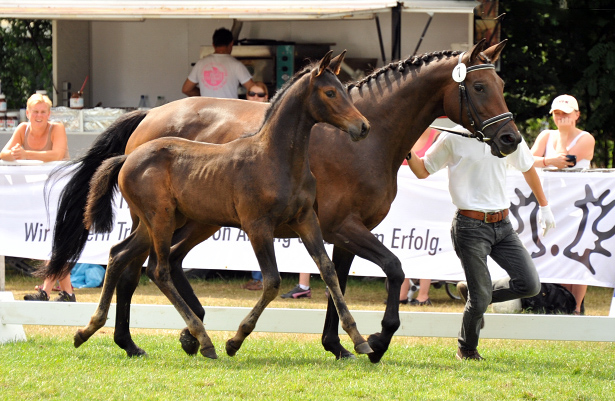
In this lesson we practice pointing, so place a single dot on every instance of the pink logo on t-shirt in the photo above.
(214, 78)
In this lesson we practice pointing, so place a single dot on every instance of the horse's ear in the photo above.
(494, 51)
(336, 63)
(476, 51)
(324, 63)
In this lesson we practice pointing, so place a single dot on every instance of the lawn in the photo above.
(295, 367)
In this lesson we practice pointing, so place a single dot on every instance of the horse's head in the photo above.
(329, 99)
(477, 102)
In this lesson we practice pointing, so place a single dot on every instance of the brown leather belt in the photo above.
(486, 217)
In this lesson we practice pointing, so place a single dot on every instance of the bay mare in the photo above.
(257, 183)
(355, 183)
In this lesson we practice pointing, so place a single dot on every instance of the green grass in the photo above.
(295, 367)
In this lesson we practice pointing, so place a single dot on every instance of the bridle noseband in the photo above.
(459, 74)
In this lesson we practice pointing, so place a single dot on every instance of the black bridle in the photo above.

○ ○ ○ ○ ○ ○ ○

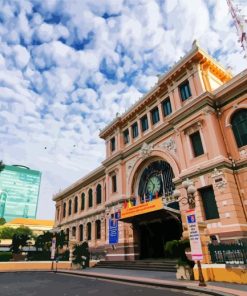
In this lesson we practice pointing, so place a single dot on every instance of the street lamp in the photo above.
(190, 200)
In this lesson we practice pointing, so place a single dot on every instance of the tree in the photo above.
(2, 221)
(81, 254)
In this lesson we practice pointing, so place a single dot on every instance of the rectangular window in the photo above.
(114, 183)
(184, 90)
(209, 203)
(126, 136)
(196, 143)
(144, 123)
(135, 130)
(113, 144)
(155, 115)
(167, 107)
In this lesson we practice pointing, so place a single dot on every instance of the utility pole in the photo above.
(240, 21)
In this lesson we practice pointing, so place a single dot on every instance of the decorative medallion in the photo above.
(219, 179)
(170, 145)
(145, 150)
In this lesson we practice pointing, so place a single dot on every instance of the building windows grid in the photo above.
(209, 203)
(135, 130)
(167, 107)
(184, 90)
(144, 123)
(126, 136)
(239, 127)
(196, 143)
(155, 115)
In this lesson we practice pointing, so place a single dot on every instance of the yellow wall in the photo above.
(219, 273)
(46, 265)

○ ○ ○ ○ ○ ○ ○

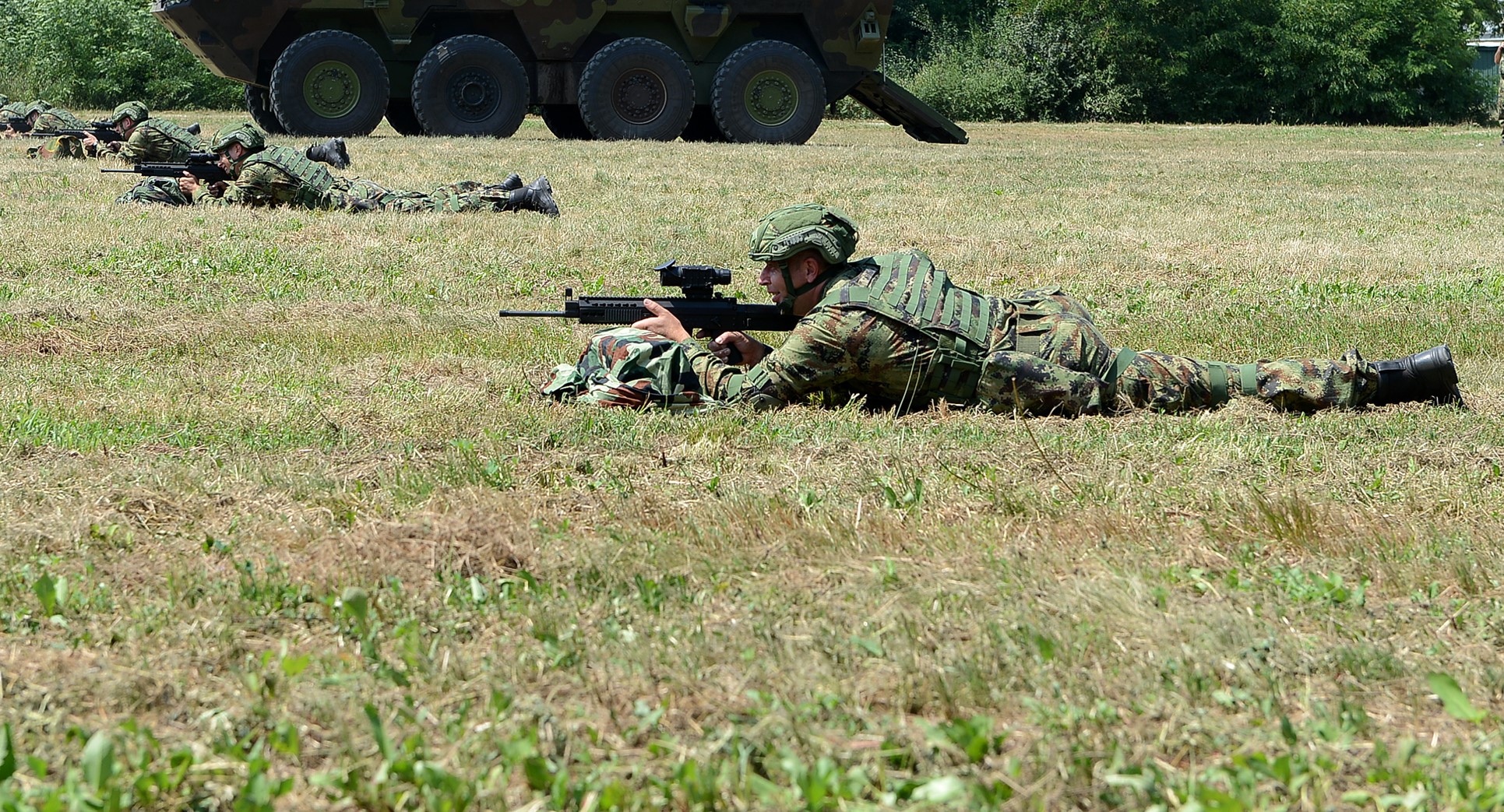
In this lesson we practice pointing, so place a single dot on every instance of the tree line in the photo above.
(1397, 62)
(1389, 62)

○ ○ ○ ○ ○ ○ ○

Using the records above, restate word for word the lines from the one with "belt in the photo above." through the one with "bridle in the photo above.", both included.

# [Solution]
In this lesson we practice pointing, so place a single dot on every instance of the brown leather belt in the photo above.
(486, 217)
In this lesson we practice pointing, so place a single dot on every instance of the bay mare in the photo above.
(257, 183)
(355, 183)
In this lesson we practice pointing, so place a single dot on every instance of the green grass in the photo above.
(295, 367)
In this lesson we practice pointing, so place a single dot on every instance of the bridle noseband in the photo above.
(459, 74)
In this lesson we practice pointing, so place a single dot on every instance of the black bridle in the photo above.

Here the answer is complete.